The exercise
Select every line of the items below that contains the string "gold", and copy those lines out. Case counts.

Coordinate annotation entries:
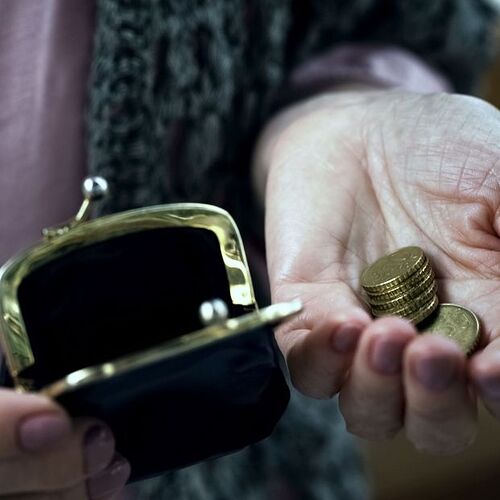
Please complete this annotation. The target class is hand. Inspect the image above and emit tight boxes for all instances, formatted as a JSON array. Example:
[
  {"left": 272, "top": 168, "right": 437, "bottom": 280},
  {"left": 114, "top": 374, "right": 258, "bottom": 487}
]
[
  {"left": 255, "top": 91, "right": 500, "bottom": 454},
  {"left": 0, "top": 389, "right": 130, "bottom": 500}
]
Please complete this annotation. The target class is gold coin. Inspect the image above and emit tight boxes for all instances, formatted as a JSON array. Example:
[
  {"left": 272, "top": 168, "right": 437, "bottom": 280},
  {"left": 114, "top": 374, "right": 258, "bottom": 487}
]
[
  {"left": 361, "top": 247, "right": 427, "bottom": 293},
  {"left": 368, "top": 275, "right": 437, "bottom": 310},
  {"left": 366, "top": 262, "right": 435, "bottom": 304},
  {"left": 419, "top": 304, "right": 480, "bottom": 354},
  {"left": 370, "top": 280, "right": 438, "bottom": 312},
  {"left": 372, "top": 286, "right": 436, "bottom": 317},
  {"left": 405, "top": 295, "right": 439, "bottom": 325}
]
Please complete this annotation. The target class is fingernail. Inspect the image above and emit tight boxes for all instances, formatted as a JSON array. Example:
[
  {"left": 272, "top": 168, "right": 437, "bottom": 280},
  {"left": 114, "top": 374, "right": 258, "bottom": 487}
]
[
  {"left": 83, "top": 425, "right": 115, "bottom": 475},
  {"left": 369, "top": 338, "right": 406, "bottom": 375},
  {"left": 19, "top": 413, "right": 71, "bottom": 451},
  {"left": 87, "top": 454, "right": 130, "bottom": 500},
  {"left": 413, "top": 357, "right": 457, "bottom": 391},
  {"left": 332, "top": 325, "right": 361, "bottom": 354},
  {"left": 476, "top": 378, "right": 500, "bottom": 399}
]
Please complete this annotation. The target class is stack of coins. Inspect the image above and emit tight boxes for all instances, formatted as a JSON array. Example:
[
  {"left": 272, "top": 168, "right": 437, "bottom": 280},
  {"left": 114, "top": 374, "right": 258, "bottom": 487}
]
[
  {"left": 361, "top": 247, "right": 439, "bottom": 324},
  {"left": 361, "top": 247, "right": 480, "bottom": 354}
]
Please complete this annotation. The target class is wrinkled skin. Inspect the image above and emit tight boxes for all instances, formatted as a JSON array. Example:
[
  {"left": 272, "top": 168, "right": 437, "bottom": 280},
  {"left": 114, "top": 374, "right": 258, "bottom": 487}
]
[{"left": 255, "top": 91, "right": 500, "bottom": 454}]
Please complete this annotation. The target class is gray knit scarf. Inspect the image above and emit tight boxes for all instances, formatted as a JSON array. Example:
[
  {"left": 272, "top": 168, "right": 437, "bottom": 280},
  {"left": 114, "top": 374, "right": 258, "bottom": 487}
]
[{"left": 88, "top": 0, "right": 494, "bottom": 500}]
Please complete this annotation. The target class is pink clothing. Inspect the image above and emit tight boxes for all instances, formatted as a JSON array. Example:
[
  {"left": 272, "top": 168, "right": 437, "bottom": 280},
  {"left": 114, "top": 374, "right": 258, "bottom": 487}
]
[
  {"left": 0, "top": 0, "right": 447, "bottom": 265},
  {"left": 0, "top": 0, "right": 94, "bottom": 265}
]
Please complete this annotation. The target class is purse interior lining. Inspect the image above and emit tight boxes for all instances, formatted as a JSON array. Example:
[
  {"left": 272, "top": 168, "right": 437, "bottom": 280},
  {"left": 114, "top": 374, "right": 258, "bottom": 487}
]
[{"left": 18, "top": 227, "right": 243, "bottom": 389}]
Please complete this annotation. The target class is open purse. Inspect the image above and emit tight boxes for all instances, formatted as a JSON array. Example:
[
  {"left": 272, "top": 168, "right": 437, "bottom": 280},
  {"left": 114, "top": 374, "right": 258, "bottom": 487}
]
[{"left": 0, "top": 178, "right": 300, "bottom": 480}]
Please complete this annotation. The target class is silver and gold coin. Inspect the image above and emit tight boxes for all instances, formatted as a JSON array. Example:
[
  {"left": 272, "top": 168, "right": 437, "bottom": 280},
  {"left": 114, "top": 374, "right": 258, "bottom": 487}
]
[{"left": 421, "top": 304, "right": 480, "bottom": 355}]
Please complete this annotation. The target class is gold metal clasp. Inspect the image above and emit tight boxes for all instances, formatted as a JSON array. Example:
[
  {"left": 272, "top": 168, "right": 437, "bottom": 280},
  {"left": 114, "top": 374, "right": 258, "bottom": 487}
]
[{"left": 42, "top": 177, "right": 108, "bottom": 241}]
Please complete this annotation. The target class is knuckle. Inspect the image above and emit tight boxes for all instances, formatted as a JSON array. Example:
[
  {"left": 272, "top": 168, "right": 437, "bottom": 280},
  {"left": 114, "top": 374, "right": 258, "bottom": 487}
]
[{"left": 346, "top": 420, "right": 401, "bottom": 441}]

---

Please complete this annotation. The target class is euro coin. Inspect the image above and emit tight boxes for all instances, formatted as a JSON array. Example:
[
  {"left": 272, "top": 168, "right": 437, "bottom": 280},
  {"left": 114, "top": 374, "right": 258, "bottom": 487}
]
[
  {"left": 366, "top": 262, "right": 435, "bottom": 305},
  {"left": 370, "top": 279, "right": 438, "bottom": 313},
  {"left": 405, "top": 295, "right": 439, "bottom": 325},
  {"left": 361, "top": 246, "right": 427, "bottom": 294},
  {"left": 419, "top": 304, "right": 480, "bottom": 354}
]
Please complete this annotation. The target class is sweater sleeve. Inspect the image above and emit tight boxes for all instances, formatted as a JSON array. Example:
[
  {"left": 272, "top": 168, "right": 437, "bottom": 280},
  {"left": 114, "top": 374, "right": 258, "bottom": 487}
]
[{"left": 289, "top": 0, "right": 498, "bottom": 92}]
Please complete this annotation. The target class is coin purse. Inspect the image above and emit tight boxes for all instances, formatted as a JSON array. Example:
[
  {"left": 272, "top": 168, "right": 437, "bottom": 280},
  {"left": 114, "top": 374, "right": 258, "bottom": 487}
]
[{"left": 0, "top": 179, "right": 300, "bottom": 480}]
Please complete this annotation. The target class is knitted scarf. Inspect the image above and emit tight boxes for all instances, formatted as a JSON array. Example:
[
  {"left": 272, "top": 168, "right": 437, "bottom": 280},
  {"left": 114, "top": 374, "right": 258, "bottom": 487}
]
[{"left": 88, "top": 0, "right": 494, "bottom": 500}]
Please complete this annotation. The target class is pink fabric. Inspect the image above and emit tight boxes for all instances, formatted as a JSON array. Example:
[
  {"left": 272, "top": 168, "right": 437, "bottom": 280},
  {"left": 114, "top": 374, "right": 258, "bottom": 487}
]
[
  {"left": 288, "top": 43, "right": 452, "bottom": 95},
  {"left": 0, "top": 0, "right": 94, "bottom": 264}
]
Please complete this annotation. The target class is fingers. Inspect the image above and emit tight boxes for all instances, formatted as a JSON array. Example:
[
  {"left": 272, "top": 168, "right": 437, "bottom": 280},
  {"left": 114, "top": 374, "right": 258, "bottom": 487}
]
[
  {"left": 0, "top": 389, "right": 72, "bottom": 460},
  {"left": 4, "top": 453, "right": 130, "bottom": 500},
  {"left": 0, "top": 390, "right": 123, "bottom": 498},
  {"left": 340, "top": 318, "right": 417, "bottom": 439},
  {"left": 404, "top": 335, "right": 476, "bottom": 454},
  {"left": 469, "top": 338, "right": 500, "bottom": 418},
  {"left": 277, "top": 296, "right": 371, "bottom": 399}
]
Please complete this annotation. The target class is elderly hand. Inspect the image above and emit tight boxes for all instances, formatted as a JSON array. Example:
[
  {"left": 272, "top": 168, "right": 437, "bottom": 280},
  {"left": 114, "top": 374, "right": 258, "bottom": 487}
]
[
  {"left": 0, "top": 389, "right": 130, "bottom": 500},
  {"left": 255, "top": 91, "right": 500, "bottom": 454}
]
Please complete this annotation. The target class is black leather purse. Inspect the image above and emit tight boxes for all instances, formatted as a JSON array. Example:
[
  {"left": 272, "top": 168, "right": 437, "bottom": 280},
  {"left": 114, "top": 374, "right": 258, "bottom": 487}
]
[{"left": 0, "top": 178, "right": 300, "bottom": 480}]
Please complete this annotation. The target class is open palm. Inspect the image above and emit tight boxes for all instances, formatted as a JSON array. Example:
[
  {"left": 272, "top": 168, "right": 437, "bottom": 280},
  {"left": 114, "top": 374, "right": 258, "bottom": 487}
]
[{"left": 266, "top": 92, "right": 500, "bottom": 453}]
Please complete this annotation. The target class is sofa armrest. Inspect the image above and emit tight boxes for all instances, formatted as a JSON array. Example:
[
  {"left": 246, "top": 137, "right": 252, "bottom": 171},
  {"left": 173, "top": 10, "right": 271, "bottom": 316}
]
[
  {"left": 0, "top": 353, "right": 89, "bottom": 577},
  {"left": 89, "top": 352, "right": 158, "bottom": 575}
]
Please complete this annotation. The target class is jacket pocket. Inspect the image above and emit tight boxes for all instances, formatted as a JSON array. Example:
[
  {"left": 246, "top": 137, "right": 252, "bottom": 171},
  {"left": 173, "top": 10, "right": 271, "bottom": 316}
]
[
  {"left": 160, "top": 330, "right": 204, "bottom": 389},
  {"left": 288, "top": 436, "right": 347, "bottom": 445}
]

Full answer
Please complete this annotation. The target class is gold coin. Inspect the image above and emit tight boxes for all instances, formatted as a JSON array. Example:
Please complete this annotation. The target class is silver and gold coin. Inspect the image above and emit tight boxes for all instances, formatted as a JSON array. Example:
Please complete this annotation. The target class is gold metal clasp. Inspect the image above and emit tight boxes for all instances, formatted as a JSON array. Example:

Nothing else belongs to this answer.